Gather every line of the listing below that contains the word "white", and copy each one over.

BEGIN TASK DATA

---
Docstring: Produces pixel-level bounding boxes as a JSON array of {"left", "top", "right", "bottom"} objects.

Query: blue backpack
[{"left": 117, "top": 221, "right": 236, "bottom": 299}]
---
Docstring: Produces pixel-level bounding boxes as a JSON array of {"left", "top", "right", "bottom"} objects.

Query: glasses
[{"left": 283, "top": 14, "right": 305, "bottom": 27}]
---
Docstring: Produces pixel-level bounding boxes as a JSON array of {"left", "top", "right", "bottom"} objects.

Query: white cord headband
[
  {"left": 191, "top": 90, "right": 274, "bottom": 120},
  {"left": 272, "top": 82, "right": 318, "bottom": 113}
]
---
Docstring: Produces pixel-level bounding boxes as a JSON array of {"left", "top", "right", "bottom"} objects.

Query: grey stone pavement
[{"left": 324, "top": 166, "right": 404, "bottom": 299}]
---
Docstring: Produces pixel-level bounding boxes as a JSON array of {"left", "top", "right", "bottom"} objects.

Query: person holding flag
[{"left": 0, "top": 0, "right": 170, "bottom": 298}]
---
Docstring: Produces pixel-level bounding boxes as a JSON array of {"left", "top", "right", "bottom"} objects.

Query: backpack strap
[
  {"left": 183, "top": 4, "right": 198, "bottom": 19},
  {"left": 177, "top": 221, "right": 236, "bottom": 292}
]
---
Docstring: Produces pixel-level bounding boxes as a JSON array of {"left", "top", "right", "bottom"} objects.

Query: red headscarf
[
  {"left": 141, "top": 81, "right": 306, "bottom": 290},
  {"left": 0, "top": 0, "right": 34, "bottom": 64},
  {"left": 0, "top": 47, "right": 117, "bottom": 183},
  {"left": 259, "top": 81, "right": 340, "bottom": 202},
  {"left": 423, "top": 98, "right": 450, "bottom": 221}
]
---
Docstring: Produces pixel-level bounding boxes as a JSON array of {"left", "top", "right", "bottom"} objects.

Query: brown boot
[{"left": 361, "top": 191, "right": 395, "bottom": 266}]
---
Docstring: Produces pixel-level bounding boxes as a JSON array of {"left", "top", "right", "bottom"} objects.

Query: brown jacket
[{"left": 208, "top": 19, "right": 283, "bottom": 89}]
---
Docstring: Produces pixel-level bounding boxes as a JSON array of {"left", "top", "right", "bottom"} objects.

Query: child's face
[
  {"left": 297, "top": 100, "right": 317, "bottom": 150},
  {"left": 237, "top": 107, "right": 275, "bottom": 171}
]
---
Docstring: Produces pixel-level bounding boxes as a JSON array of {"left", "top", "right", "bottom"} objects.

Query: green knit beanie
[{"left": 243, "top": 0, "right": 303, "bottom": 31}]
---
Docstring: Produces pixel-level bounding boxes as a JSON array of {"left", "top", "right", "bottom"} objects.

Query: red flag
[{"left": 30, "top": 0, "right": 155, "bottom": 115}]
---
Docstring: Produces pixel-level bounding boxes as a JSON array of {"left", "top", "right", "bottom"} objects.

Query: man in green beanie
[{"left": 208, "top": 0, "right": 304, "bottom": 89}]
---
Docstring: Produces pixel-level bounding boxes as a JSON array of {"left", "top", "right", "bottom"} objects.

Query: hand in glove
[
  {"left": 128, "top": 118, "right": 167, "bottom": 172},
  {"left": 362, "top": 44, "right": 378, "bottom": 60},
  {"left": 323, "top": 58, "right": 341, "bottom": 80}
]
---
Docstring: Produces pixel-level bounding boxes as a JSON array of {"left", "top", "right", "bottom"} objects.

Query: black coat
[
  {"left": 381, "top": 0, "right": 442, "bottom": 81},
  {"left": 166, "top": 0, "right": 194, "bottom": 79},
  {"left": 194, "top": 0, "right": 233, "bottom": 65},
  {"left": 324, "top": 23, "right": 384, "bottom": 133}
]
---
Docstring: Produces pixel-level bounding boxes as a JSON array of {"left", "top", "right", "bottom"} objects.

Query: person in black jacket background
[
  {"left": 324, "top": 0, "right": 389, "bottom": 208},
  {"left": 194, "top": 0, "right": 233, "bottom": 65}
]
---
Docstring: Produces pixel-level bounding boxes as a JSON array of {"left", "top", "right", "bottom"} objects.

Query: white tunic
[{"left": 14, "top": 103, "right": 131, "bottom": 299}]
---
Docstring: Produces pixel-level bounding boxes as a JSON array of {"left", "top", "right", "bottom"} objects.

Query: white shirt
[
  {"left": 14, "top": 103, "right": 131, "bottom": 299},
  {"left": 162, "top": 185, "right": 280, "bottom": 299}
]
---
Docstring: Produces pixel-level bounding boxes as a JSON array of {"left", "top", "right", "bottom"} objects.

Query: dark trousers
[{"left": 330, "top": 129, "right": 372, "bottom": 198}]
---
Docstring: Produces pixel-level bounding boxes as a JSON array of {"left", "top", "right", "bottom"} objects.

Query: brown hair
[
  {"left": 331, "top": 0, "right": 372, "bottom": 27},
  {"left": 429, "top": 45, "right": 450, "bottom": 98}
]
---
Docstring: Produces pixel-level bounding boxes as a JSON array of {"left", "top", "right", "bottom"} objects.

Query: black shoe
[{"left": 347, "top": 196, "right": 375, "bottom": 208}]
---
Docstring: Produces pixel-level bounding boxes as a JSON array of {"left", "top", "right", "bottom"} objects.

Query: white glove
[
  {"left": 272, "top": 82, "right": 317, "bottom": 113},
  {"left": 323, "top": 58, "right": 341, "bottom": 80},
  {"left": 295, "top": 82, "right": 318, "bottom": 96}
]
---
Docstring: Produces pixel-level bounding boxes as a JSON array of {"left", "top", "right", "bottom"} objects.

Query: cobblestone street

END TASK DATA

## SOLVED EXERCISE
Query: white cord headband
Query: white tunic
Query: white shirt
Query: white glove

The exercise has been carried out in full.